[Stored data]
⁂

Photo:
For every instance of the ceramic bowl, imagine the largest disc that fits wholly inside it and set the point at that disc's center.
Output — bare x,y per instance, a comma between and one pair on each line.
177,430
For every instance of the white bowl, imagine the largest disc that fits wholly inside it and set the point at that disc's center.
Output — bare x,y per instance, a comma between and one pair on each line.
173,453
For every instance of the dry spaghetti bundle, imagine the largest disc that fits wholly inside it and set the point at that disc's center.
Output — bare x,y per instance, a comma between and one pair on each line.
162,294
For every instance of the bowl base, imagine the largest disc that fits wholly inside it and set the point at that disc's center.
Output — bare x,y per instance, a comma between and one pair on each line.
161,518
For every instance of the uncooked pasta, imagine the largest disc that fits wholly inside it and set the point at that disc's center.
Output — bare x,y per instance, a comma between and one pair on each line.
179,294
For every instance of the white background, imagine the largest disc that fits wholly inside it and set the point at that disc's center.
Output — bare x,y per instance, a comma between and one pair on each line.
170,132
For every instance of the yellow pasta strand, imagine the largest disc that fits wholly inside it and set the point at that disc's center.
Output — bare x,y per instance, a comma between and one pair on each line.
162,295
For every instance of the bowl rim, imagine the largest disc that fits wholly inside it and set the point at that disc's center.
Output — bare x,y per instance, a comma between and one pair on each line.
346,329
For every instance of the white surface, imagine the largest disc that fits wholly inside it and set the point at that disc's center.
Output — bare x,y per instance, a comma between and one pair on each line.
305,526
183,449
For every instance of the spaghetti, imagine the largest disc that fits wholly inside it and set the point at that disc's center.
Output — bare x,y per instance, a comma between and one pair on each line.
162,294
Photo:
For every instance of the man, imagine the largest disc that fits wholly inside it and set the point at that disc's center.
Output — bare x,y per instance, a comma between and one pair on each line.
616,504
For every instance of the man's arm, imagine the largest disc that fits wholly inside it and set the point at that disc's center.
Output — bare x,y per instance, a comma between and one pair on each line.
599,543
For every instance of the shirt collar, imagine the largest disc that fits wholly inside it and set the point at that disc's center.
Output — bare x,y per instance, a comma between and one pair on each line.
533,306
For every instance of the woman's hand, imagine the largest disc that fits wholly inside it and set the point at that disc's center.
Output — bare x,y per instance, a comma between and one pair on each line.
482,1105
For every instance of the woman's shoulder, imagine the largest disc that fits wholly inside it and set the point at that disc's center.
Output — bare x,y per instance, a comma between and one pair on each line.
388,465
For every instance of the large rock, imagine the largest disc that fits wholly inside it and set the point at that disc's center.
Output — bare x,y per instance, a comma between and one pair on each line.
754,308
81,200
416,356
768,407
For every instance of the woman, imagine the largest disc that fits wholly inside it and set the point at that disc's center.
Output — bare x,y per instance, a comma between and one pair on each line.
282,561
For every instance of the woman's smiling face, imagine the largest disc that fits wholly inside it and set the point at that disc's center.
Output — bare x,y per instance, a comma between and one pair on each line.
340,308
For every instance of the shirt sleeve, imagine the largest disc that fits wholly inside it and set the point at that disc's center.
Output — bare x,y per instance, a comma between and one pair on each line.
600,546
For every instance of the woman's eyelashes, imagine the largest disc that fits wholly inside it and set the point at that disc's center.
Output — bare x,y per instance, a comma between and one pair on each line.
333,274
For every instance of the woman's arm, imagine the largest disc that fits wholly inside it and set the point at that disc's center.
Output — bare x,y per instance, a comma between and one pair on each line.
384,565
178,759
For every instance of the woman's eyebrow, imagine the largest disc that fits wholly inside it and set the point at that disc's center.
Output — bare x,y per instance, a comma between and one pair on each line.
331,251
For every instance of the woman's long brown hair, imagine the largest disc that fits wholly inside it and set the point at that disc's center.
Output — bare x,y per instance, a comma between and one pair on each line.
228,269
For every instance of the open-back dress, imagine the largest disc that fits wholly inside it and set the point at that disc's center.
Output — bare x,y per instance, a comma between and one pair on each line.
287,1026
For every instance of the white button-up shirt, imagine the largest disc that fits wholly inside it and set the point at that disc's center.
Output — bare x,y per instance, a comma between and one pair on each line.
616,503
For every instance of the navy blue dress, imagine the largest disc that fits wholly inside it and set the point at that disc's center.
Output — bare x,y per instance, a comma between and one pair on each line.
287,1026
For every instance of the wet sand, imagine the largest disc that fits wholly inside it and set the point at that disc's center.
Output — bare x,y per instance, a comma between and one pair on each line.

⁂

▶ **Aim**
Write out every one of the rows above exactly as it stands.

▶ **Output of the exercise**
Photo:
For every instance of the ceramic bowl, imagine the largest disc that fits wholly inside it and set the point at that disc's center.
Output — bare x,y per instance, a comma between and one pair on each line.
177,430
For every instance of the white bowl, imagine the largest disc that fits wholly inside it and set the point at that disc's center.
Output — bare x,y per instance, a comma between and one pair on each line.
173,453
For every instance of the dry spaghetti bundle, imagine the largest disc that fits wholly inside it and set the point at that disc's center.
Output — bare x,y per instance, a comma between and one pair on each line.
162,294
For every instance of the bowl base, imagine the largest disc that fits wholly inside it and set the point at that disc's center.
Output — bare x,y per instance, a comma between and one pair on each line.
161,518
For every instance of the uncooked pasta, imagine the largest disc that fits wholly inside it and set the point at that disc's center.
Output — bare x,y per instance, a comma between and one pair on each line.
179,294
For every instance of the white background, imagine the largest disc that fits wholly inside it and set the point at that disc's center.
Output — bare x,y per instance, a comma between and one pair on each line.
170,132
For every instance of the yellow pasta strand, imagine the largest disc that fits wholly inside it and set the point at that disc's center.
Output — bare x,y per instance, a comma between and one pair on each line.
162,295
For every instance of the bowl rim, imagine the largest disc that fits wholly inside it and set the point at that disc's center.
Output — bare x,y per instance, a comma between and one pair on each line.
346,329
For every instance of the white surface, imagine the largest disc that fits wholly inside it and set the point at that disc's center.
Output — bare x,y per instance, a comma between and one pair on each line.
305,526
183,449
For every instance of the spaghetti, imagine the largest disc that fits wholly inside it and set the point at that disc's center.
Output — bare x,y per instance, a comma between and one pair on each line.
162,294
Photo:
For every instance of the man, imagine the largest disc that fits wholly inside it and set the point at that disc's center.
Output — bare x,y per instance, a comma between and one pair on each line.
616,504
For every instance of the man's arm, imagine the largest disc that fits wholly inside it and set the point at that disc's center.
Output — bare x,y per instance, a comma between and one pair on each line.
599,543
For every instance of the shirt collar, imagine the largest disc that fits wholly inside it and set the point at that disc's center.
Output — bare x,y per instance, a comma between and one pair on each line.
533,306
For every instance of the woman's hand, imagine the largest disc that fits wholly inside it and set the point at that disc's center.
Output — bare x,y per instance, a comma between and one pair on each line.
482,1105
For every instance of the woman's shoulder, imagine the largest disc that fits wholly inside it and set the point at that disc's center.
Output — bare x,y per instance, a comma between and one pair on each line.
388,465
For every instance of the large rock, imagine the largest disc that fits wholly inside it and set the point at that disc's center.
Output — bare x,y per instance, a comma between and one pair on each line.
754,308
81,200
416,356
768,407
For every instance of the woman, imagine the largest disc that fits wholly inside it and set the point at that disc's center.
Output — bare x,y per instance, a comma between and one pair on each line.
282,561
For every instance of the woman's smiling face, imagine the largest disc that fits wholly inside it and set the point at that disc's center.
Output — bare x,y per instance, a comma between and one pair on each line.
340,308
For every instance of the shirt sleeve, imagine the largest disc that fits wholly inside it and set the point at that disc's center.
Output — bare x,y per instance, a comma between and one pair on each line.
600,546
For every instance of the woman's eyelashes, imagine the largest disc that fits wholly inside it and set the point at that disc's center.
Output — bare x,y per instance, a comma between and one pair on each line.
333,274
For every instance of the woman's arm, imagine the largest disc that fits wholly inside it and set the point at that disc's center.
Output — bare x,y per instance, a comma between and one pair on each line.
384,565
178,759
For every instance of the woman's eyebrow, imagine the largest disc that fits wholly inside it and set the point at that disc's center.
Output — bare x,y per instance, a comma between and one pair on each line.
331,251
For every instance of the woman's long brown hair, imagine the largest disc that fits wholly inside it and set the point at that disc's center.
Output — bare x,y per instance, a comma between and one pair on each line.
228,269
For every instance of the open-back dress, imagine the largest disc that fits wholly inside it and set the point at that disc's center.
Output — bare x,y per instance, a comma between and one pair on each line.
287,1026
For every instance of the white button-up shirt, imagine the largest disc that fits wholly inside it and set the point at that disc's center.
Output — bare x,y per instance, a comma between and one pair on each line.
616,503
For every instance of the navy blue dress, imagine the largest disc that fits wholly inside it and set the point at that disc's center.
Output — bare x,y per instance, a comma between and one pair on each line.
287,1026
For every instance of the wet sand, imagine the largest disc that fits wholly inside it and set the point at that disc's center.
Output — bare x,y per instance, a comma between and one pair on each line.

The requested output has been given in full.